[Collected data entries]
..........

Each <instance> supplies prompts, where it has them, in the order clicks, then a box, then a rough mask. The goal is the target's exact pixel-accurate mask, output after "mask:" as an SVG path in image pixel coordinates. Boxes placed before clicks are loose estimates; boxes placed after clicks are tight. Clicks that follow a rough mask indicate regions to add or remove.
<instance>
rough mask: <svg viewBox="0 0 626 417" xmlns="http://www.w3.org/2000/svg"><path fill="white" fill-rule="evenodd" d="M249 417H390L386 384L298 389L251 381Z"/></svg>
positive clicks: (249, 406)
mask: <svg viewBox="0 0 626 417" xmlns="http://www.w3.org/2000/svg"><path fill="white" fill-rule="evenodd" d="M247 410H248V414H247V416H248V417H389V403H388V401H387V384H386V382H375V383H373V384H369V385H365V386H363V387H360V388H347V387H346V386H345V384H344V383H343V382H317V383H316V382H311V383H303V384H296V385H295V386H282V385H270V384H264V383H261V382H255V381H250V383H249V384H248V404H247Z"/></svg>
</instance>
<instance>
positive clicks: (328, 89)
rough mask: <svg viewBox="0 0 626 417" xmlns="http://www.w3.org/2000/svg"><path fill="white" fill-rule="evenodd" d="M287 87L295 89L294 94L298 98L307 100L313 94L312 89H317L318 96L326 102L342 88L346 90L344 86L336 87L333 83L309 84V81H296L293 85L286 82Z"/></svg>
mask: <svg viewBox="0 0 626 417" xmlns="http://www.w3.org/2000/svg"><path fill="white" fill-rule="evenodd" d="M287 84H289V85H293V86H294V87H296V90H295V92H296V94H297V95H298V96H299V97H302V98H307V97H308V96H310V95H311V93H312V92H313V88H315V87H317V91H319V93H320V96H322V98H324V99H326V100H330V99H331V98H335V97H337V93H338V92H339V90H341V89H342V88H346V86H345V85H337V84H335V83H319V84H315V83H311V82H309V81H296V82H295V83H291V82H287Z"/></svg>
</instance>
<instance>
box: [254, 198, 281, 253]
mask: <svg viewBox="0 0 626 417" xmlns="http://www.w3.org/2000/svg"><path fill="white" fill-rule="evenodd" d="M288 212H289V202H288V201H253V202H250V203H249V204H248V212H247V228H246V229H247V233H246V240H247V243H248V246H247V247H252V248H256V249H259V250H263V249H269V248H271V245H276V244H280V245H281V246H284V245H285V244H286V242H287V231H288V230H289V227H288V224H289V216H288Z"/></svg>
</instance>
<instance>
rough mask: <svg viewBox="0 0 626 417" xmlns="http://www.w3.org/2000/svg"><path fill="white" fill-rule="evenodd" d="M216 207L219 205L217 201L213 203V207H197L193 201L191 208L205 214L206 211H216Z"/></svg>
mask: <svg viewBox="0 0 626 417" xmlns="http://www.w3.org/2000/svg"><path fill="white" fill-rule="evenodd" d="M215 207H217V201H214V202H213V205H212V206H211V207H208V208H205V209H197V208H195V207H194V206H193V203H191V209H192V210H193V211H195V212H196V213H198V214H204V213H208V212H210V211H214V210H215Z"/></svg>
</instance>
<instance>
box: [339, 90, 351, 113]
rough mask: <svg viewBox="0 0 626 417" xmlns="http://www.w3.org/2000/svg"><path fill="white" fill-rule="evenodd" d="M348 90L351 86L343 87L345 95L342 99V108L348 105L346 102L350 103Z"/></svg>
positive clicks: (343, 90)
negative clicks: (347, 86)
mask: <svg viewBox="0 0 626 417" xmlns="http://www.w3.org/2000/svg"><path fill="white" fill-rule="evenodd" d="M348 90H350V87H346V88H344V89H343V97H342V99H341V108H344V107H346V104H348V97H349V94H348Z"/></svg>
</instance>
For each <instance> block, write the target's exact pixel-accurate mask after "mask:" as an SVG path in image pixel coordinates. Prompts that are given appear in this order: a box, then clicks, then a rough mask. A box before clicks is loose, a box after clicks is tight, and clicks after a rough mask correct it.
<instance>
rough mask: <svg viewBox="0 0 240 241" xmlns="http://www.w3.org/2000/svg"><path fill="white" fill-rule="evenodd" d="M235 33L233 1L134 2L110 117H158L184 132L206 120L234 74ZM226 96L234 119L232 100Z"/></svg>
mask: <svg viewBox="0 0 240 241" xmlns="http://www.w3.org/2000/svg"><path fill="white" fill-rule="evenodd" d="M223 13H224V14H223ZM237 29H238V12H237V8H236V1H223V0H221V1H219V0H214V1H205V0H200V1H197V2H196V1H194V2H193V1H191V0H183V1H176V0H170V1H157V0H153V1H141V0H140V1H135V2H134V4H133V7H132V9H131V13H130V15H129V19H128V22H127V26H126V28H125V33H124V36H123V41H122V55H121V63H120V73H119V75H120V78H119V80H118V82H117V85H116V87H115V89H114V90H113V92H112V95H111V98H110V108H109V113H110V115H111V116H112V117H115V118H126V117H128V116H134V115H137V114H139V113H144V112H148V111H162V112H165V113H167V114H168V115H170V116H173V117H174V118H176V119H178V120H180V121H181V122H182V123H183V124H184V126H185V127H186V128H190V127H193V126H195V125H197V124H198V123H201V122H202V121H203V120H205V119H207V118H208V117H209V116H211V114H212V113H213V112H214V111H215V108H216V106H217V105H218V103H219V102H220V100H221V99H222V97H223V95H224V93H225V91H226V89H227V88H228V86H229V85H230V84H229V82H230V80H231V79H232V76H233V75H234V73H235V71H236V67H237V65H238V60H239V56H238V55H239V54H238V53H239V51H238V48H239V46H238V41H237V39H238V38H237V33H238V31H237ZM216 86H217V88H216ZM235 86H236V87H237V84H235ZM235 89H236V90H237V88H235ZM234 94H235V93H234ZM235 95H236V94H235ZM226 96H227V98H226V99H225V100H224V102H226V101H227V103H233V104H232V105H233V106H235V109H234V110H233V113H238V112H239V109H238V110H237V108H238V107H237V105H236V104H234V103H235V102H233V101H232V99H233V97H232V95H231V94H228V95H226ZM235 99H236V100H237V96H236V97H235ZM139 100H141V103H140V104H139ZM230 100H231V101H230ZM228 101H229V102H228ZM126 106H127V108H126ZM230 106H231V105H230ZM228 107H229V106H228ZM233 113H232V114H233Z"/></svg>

..........

▶ **Aim of the exercise**: What you hand back must match the records above exactly.

▶ **Solved problem**:
Each <instance> supplies prompts, where it has them, in the order clicks, then a box, then a rough mask. The goal is the target's exact pixel-accurate mask, output after "mask:" as an SVG path in image pixel coordinates. Boxes placed before clicks are loose estimates; boxes placed after clicks are tight. Clicks that follow a rough mask indicate regions to add or remove.
<instance>
rough mask: <svg viewBox="0 0 626 417" xmlns="http://www.w3.org/2000/svg"><path fill="white" fill-rule="evenodd" d="M249 417H390L386 384L298 389L251 381Z"/></svg>
positive clicks: (249, 406)
mask: <svg viewBox="0 0 626 417" xmlns="http://www.w3.org/2000/svg"><path fill="white" fill-rule="evenodd" d="M247 410H248V414H247V416H248V417H389V403H388V401H387V384H386V382H375V383H373V384H369V385H365V386H363V387H360V388H347V387H346V386H345V384H344V383H343V382H317V383H316V382H311V383H303V384H296V385H295V386H282V385H270V384H264V383H261V382H255V381H250V383H249V384H248V404H247Z"/></svg>
</instance>
<instance>
positive clicks: (328, 89)
rough mask: <svg viewBox="0 0 626 417" xmlns="http://www.w3.org/2000/svg"><path fill="white" fill-rule="evenodd" d="M287 87L295 89L294 94L298 98L307 100L313 94L312 89H317L318 96L326 102L342 88L346 90L344 86L336 87L333 83L309 84V81H296L293 85L286 82Z"/></svg>
mask: <svg viewBox="0 0 626 417" xmlns="http://www.w3.org/2000/svg"><path fill="white" fill-rule="evenodd" d="M287 84H289V85H293V86H294V87H296V90H295V92H296V94H297V95H298V96H299V97H302V98H307V97H308V96H310V95H311V93H312V92H313V88H315V87H317V91H319V93H320V96H322V98H324V99H326V100H330V99H331V98H335V97H337V93H338V92H339V90H341V89H342V88H346V86H345V85H337V84H335V83H319V84H315V83H311V82H309V81H296V82H295V83H291V82H287Z"/></svg>
</instance>
<instance>
box: [254, 198, 281, 253]
mask: <svg viewBox="0 0 626 417" xmlns="http://www.w3.org/2000/svg"><path fill="white" fill-rule="evenodd" d="M288 212H289V202H288V201H253V202H250V203H249V204H248V212H247V228H246V229H247V233H246V240H247V243H248V246H247V247H252V248H256V249H259V250H263V249H269V248H271V245H276V244H280V245H281V246H284V245H285V244H286V242H287V231H288V230H289V227H288V224H289V216H288Z"/></svg>
</instance>
<instance>
rough mask: <svg viewBox="0 0 626 417" xmlns="http://www.w3.org/2000/svg"><path fill="white" fill-rule="evenodd" d="M216 207L219 205L217 201L213 203V207H197L193 201L191 208L205 214L206 211H216Z"/></svg>
mask: <svg viewBox="0 0 626 417" xmlns="http://www.w3.org/2000/svg"><path fill="white" fill-rule="evenodd" d="M215 207H217V201H214V202H213V205H212V206H211V207H208V208H205V209H197V208H195V207H194V206H193V203H191V209H192V210H193V211H195V212H196V213H198V214H204V213H208V212H210V211H214V210H215Z"/></svg>
</instance>
<instance>
box: [339, 90, 351, 113]
rough mask: <svg viewBox="0 0 626 417" xmlns="http://www.w3.org/2000/svg"><path fill="white" fill-rule="evenodd" d="M348 90L351 86L343 87L345 95L342 99V108L348 105L346 102L350 103Z"/></svg>
positive clicks: (343, 90)
negative clicks: (347, 86)
mask: <svg viewBox="0 0 626 417" xmlns="http://www.w3.org/2000/svg"><path fill="white" fill-rule="evenodd" d="M348 90H350V87H346V88H344V89H343V97H342V99H341V108H344V107H346V104H348V97H349V94H348Z"/></svg>
</instance>
For each <instance> block, write the target's exact pixel-accurate mask after "mask:" as an SVG path in image pixel coordinates. Prompts that are given appear in this order: a box, then clicks, then a rough mask. A box before clicks is loose, a box after clicks is tight, and clicks after a rough mask correct it.
<instance>
rough mask: <svg viewBox="0 0 240 241" xmlns="http://www.w3.org/2000/svg"><path fill="white" fill-rule="evenodd" d="M235 33L233 1L134 2L110 117H158L184 132L206 120L234 74ZM226 96L234 119L232 100Z"/></svg>
mask: <svg viewBox="0 0 240 241" xmlns="http://www.w3.org/2000/svg"><path fill="white" fill-rule="evenodd" d="M223 13H224V14H223ZM237 29H238V12H237V8H236V1H223V0H221V1H219V0H214V1H205V0H200V1H197V2H196V1H194V2H193V1H191V0H183V1H176V0H170V1H157V0H153V1H141V0H140V1H135V2H134V4H133V7H132V9H131V13H130V15H129V19H128V22H127V26H126V28H125V33H124V36H123V41H122V55H121V63H120V73H119V75H120V78H119V80H118V82H117V85H116V87H115V89H114V90H113V92H112V95H111V98H110V108H109V113H110V115H111V116H112V117H115V118H126V117H128V116H134V115H137V114H139V113H144V112H148V111H162V112H165V113H167V114H168V115H170V116H173V117H174V118H176V119H178V120H180V121H181V122H182V123H183V124H184V126H185V127H186V128H190V127H193V126H195V125H197V124H198V123H201V122H202V121H203V120H205V119H207V118H208V117H209V116H211V114H212V113H213V112H214V111H215V108H216V106H217V105H218V103H219V102H220V100H221V99H222V97H223V95H224V93H225V91H226V89H227V88H228V86H229V85H230V84H229V82H230V80H231V79H232V76H233V75H234V73H235V71H236V67H237V65H238V60H239V56H238V55H239V54H238V53H239V51H238V48H239V46H238V41H237V39H238V38H237V33H238V31H237ZM216 86H217V88H216ZM235 86H236V87H237V84H235ZM235 89H236V90H237V88H235ZM234 94H235V93H234ZM235 95H236V94H235ZM226 96H227V98H226V99H225V100H224V102H226V101H227V103H233V104H232V105H233V106H235V109H234V110H233V113H238V112H239V109H238V110H237V108H238V107H237V105H236V104H234V103H235V102H233V101H232V99H233V97H232V95H231V94H228V95H226ZM235 99H236V100H237V96H236V97H235ZM139 100H141V103H140V104H139ZM230 100H231V101H230ZM228 101H229V102H228ZM126 106H127V108H126ZM230 106H231V105H230ZM228 107H229V106H228ZM233 113H232V114H233Z"/></svg>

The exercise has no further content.